(Records for the exercise begins)
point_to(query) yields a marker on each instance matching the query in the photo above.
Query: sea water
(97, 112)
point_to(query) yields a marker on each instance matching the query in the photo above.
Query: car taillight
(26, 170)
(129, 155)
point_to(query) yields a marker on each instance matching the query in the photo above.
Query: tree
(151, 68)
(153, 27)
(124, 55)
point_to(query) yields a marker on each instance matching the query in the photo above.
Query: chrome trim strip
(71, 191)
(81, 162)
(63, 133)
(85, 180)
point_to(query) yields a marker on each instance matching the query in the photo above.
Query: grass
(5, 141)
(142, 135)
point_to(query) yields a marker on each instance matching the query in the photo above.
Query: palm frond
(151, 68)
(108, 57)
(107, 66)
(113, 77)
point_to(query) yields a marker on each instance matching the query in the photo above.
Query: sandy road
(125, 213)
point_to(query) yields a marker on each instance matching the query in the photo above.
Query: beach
(Records for the exercise ends)
# Task description
Everything from the line with "Query: sandy road" to the last line of the data is what to return, word for word; leave out the rest.

# Worked solution
Query: sandy road
(125, 213)
point_to(query) yields a marker on each instance matching the query in the photo above.
Query: beach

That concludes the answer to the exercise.